-- Your objective --
Copy the data from the line that contains "Mark each instance of the broken" to its last line, exactly, including both of those lines and leaving out everything before.

-- Dataset entries --
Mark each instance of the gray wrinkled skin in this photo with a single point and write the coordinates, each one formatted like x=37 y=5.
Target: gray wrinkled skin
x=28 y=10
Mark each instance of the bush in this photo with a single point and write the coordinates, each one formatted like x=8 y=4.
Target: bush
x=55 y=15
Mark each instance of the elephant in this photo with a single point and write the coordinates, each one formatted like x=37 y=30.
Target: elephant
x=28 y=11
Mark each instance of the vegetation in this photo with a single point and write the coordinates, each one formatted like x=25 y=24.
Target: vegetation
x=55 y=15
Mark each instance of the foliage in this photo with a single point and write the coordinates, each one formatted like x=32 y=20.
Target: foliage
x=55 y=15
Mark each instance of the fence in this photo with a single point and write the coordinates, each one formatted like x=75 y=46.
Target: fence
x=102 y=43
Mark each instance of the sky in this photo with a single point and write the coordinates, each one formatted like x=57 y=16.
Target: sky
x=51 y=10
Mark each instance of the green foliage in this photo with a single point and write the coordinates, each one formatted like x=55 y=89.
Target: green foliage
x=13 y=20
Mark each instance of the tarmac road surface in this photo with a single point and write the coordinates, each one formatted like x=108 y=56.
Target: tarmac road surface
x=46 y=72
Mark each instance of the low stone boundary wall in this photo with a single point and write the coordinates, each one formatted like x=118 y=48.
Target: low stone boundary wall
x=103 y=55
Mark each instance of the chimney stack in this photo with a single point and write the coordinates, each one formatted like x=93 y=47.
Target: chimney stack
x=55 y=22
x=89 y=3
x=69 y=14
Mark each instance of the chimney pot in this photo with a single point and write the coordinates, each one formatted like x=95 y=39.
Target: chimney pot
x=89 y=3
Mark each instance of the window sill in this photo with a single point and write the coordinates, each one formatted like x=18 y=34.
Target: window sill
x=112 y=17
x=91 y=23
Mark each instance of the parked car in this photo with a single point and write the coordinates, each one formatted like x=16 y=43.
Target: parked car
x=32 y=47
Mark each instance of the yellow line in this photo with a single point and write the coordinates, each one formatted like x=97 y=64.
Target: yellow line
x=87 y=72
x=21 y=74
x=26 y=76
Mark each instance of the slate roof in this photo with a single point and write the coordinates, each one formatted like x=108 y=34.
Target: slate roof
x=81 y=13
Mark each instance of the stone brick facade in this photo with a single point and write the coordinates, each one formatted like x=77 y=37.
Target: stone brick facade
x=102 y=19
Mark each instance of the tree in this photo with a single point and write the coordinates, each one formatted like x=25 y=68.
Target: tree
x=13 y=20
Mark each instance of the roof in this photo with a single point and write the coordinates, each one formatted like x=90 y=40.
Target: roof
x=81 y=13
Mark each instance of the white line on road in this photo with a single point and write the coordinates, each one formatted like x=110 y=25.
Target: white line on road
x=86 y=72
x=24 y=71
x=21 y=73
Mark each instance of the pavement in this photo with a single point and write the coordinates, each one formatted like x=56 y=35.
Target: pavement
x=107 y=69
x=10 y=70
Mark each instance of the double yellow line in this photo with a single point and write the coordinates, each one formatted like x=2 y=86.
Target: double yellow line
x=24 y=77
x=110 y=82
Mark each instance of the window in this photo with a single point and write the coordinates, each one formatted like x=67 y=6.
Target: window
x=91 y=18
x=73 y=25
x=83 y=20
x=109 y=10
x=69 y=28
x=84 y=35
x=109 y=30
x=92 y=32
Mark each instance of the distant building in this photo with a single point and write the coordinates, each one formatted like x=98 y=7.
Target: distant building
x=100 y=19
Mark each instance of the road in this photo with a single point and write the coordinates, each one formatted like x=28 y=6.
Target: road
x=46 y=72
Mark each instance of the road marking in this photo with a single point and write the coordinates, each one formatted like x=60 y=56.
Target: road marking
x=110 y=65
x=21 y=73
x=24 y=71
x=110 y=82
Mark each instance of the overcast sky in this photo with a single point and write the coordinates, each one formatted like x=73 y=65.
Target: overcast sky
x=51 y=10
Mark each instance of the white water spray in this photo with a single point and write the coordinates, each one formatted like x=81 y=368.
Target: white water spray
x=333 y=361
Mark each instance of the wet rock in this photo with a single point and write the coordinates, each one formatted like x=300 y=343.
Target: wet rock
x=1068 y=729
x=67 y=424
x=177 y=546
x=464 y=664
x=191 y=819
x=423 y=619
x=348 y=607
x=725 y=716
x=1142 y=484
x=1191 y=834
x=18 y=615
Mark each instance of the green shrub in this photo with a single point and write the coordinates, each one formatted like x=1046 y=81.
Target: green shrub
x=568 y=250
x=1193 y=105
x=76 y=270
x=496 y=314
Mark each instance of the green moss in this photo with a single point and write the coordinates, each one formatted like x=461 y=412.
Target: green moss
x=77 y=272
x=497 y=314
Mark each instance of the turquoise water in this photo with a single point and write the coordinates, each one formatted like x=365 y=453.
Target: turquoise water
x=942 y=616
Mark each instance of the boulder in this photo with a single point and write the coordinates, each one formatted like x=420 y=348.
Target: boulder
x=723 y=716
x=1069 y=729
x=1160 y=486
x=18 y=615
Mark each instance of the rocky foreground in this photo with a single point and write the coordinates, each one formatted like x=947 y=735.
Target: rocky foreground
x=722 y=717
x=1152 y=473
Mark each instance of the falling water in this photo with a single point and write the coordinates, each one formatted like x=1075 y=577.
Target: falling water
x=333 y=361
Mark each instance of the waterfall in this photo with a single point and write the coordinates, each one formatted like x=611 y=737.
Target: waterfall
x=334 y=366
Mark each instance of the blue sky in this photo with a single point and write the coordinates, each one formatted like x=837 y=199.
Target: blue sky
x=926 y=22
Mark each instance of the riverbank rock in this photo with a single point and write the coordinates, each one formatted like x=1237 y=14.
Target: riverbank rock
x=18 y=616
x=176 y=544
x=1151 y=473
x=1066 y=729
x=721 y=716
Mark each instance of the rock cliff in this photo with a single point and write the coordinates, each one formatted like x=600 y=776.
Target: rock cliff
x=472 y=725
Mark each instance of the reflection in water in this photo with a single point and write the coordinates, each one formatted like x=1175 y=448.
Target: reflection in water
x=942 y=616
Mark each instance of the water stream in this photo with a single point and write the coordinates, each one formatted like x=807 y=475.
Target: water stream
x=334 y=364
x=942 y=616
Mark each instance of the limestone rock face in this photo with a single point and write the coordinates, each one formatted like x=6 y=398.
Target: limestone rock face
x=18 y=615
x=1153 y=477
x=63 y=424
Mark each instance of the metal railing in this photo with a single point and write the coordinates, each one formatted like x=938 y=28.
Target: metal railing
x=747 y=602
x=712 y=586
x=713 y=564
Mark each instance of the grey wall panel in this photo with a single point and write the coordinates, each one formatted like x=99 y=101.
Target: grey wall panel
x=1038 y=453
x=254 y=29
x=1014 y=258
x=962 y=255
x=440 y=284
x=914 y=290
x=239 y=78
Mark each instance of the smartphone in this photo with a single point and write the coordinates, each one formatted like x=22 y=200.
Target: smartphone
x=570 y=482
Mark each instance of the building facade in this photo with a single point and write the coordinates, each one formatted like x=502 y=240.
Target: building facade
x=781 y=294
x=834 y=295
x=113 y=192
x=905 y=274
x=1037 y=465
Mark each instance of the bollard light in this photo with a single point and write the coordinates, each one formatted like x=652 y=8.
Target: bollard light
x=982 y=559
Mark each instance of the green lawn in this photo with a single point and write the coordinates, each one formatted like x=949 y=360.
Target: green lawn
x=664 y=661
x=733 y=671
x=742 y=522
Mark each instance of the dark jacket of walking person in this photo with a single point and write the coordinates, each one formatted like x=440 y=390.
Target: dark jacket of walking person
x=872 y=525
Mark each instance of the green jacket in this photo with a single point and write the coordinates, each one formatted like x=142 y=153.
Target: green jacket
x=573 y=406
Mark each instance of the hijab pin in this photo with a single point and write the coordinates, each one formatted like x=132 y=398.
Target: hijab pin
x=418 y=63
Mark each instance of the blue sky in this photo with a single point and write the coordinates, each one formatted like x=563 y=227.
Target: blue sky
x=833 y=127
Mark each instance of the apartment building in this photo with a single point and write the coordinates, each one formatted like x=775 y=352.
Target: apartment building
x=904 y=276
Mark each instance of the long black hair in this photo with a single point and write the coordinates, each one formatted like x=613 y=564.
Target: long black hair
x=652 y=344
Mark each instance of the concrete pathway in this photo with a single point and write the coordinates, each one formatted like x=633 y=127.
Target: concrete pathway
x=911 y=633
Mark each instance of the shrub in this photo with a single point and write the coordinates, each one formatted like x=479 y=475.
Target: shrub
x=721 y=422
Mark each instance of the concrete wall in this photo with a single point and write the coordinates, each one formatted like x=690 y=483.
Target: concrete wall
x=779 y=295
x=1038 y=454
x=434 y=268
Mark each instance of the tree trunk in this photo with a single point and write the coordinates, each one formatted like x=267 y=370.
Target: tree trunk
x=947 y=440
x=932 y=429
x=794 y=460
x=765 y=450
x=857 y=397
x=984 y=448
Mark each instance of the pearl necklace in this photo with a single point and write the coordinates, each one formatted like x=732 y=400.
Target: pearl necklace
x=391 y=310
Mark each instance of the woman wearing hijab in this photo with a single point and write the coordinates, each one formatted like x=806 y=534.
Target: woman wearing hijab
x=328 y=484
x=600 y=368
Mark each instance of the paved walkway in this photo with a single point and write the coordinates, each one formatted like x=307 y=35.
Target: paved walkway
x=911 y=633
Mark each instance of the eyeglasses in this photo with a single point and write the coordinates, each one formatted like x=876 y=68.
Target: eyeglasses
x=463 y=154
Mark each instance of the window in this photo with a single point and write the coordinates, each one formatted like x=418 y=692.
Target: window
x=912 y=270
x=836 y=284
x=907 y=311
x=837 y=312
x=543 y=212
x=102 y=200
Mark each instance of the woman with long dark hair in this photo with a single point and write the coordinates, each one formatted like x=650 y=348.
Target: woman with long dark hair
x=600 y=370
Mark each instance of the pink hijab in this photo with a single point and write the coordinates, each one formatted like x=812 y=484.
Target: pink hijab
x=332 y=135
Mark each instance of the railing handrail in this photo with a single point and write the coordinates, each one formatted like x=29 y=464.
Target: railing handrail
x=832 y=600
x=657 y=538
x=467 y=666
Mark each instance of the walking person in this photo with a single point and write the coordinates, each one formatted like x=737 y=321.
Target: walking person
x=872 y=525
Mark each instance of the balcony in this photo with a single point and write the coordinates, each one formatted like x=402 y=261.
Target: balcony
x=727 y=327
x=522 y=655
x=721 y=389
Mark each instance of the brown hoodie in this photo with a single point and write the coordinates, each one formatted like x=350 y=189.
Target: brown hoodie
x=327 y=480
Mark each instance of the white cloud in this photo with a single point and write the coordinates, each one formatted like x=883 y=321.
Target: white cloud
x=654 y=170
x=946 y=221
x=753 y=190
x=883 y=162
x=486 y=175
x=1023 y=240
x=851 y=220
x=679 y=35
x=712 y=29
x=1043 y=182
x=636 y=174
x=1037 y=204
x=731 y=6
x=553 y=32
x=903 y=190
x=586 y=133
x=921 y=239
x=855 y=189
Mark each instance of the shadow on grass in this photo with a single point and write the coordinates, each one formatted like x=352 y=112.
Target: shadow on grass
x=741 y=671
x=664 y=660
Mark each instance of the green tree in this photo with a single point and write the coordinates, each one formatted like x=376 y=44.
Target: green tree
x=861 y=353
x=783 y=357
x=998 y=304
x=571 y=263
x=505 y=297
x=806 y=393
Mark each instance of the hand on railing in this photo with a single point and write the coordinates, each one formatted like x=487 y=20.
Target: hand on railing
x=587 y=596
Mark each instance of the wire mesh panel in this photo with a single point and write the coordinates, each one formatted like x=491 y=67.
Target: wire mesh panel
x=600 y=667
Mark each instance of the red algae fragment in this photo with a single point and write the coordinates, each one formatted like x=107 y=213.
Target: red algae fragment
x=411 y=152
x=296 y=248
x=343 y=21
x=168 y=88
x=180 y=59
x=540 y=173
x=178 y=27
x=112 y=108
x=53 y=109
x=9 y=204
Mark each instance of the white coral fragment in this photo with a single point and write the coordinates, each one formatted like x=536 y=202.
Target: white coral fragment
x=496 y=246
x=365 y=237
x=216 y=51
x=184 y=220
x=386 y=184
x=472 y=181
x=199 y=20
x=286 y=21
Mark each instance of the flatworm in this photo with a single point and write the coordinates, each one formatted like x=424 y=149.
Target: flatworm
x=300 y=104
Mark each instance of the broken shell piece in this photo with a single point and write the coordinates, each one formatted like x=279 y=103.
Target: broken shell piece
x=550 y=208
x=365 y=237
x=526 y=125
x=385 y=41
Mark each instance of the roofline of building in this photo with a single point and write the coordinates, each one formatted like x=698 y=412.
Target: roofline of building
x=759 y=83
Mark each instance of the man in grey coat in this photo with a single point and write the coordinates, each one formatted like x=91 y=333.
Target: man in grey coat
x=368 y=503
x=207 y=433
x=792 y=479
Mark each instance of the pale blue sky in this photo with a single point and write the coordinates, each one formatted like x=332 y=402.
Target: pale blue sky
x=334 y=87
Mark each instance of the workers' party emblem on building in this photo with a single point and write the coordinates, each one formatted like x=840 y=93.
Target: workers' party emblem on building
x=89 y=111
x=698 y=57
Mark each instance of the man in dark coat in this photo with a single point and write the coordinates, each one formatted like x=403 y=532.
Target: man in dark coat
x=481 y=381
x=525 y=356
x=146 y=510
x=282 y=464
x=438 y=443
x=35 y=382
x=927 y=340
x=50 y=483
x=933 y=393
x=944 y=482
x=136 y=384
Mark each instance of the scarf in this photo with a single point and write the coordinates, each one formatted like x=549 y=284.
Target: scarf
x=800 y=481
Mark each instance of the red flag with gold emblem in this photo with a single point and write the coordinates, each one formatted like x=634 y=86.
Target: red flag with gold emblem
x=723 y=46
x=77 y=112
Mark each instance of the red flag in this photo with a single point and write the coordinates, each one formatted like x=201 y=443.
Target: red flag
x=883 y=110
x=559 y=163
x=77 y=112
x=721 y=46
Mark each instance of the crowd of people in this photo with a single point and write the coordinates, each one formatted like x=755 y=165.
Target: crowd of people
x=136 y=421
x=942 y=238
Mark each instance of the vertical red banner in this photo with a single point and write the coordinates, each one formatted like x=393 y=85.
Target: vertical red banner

-- Solution to this task --
Mark each instance of the broken shell piece in this photo with a single point and write the coordinates, each one formatted like x=279 y=103.
Target: broken shell piece
x=550 y=208
x=365 y=237
x=526 y=125
x=385 y=41
Mark each instance of the roofline of building in this photo with a single point and write the coordinates, each one formatted like x=698 y=412.
Target: roofline of building
x=759 y=83
Mark each instance of the man in grey coat in this photo with a single point and write the coordinates, each one formatted like x=91 y=333.
Target: man in grey coat
x=368 y=503
x=207 y=433
x=792 y=479
Mark each instance of the pale blue sky in this photo with a single point and write the coordinates, each one formatted like x=332 y=402.
Target: pale blue sky
x=334 y=87
Mark each instance of the workers' party emblem on building in this photo with a single point and write the coordinates, each one formatted like x=840 y=93.
Target: workers' party emblem on building
x=89 y=111
x=698 y=57
Mark each instance of the man in dark coat in this photo with a single point and write the coordinates, each one formatted like x=403 y=532.
Target: man in dark coat
x=481 y=381
x=525 y=356
x=146 y=510
x=282 y=464
x=438 y=443
x=35 y=382
x=927 y=340
x=50 y=483
x=933 y=393
x=944 y=482
x=136 y=384
Mark each instance of the scarf in this photo with a single point and write the coordinates, each one formatted like x=549 y=284.
Target: scarf
x=800 y=481
Mark each instance of the red flag with gold emblem in this photo with a single point and write the coordinates, each one formatted like x=634 y=86.
Target: red flag with gold emblem
x=723 y=46
x=77 y=112
Mark each instance of the red flag in this photo with a single point and write the coordinates, each one formatted like x=201 y=443.
Target: red flag
x=883 y=110
x=559 y=163
x=77 y=112
x=721 y=46
Mark each instance of the crowd of people in this photo with a single point and write the coordinates, each one formatted like x=755 y=165.
Target: crowd of people
x=136 y=421
x=942 y=238
Mark each instance of the vertical red banner in this photo with a single point and write the coordinates, each one formatted like x=393 y=85.
Target: vertical red banner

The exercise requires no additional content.